> [TASKS FOR THIS EXERCISE]:
1) Answer these questions from the text on Covid-19 bankruptcies:
(a) How many public companies filed for Chapter 11 bankruptcy protection in 2008?
(b) Which two household names are given as companies that succumbed to the effects of the coronavirus this year?
(c) What total did the Labor Department report for U.S. weekly jobless claims last week?
2) Extend the text on Covid-19 bankruptcies beyond its last sentence.

> [QUOTED PASSAGE]:
○ ○ ○ ○ ○ ○ ○

Anyone who was bold enough to follow the positively depressing economic and financial news stories back in 2008 received a crash course on a wide variety of arcane subjects such as naked short selling, subprime loans, Ponzi schemes, mortgage-backed securities, and, of course, the $62 trillion global credit default swaps market.
By any account, 2008 proved to be a banner year for bank and brokerage-house failures as well as commercial bankruptcies after 136 public companies filed for Chapter 11 bankruptcy protection, a hefty 74% increase from the previous year.
This year already, companies both large and small have been succumbing to the effects of the coronavirus, including household names like Hertz and J. Crew as well as comparatively anonymous energy companies such as Whiting Petroleum and Diamond Offshore Drilling.
But now experts are warning that the growing momentum of Covid-19 bankruptcies will make 2008 appear tame in comparison.
Speaking to CNBC, former Federal Reserve governor, Randy Kroszner, has warned that a lot of small-and medium-sized businesses (SMBs) have been badly crushed by the pandemic and simply won’t be able to bounce back once the short-lived stimulus wears off.
Krozner’s dire warning comes after the Fed released disappointing unemployment data and a dour economic outlook.
The Labor Department has reported that U.S. weekly jobless claims totaled 1.106 million last week. The report comes just a week after the tally dipped below the 1M mark for the first time since March thus raising serious doubts about the sustainability of the economic recovery.
Low Interest Rates
Kroszner says that the Fed is likely to keep interest rates low for much longer in order to make housing and mortgages more affordable.

○ ○ ○ ○ ○ ○ ○

> [INFORMATION SUPPLIED]:

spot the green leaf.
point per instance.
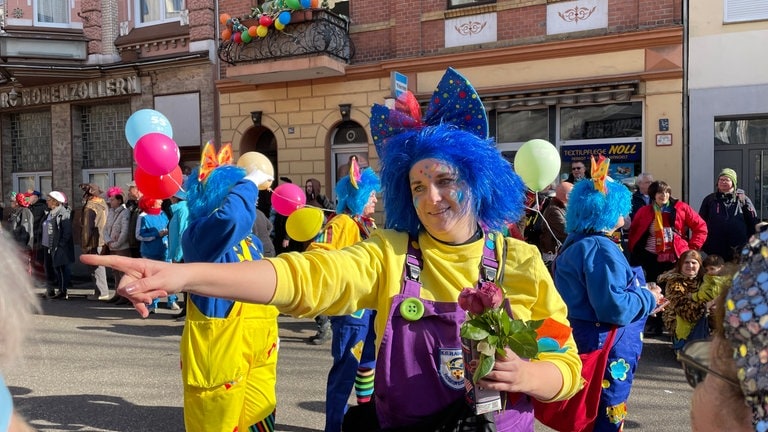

○ ○ ○ ○ ○ ○ ○

> [RESULTS BY TASK]:
1)
(a) 136 public companies.
(b) Hertz and J. Crew.
(c) 1.106 million.

2)
The Fed has undertaken a series of interest rate cuts, with the last one coming in March when it lowered the benchmark rate to 0%-0.25%, marking only the second time that rates were effectively lowered to zero (the first time was during the 2008 financial crisis). Rates are likely to remain at zero at least until 2022 due to the uncertainty caused by Covid-19, the former Fed governor said.
He also points out that the central bank will have to perform a delicate balancing act as it tries to raise inflation levels to its sweet spot of 2% without allowing the economy to overheat.
In a healthy economy, prices tend to go up in a process known as inflation. Historically, wages tend to go up at roughly the same pace as the rate of inflation. The U.S. inflation rate has persistently clocked in below the Fed’s 2% target since 2012 thus increasing the probability of falling into deflation whereby prices and wages start declining. Good case in point is Japan whose economy has experienced ultra-low inflation since the late 1990s leading to secular stagnation.
There are fears that the U.S. could be headed down the same path.
Despite these concerns, Krozner opines that the Fed is more likely to err on the side of caution than risk pushing the envelope too far and end up triggering a recession. In other words, interest rates are more likely to remain at these levels for a long time.
Krozner is not alone in this view.
The Altman Z-Score is a widely used credit-strength test used to predict business failures. It’s creator, Edward I. Altman, has predicted that that the current year will set a record for mega bankruptcies, or filings by companies with $1 billion or more in debt. Altman also expects ‘merely large bankruptcies’ from $100 million upwards to challenge the record set in the last financial crisis.
Maybe this decidedly gloomy outlook is the reason why Warren Buffett, notorious for his aversion to gold investments, recently did a 180 and bought a $564M stake in Barrick Gold (NYSE:GOLD) while ditching his investments in Wall Street banks.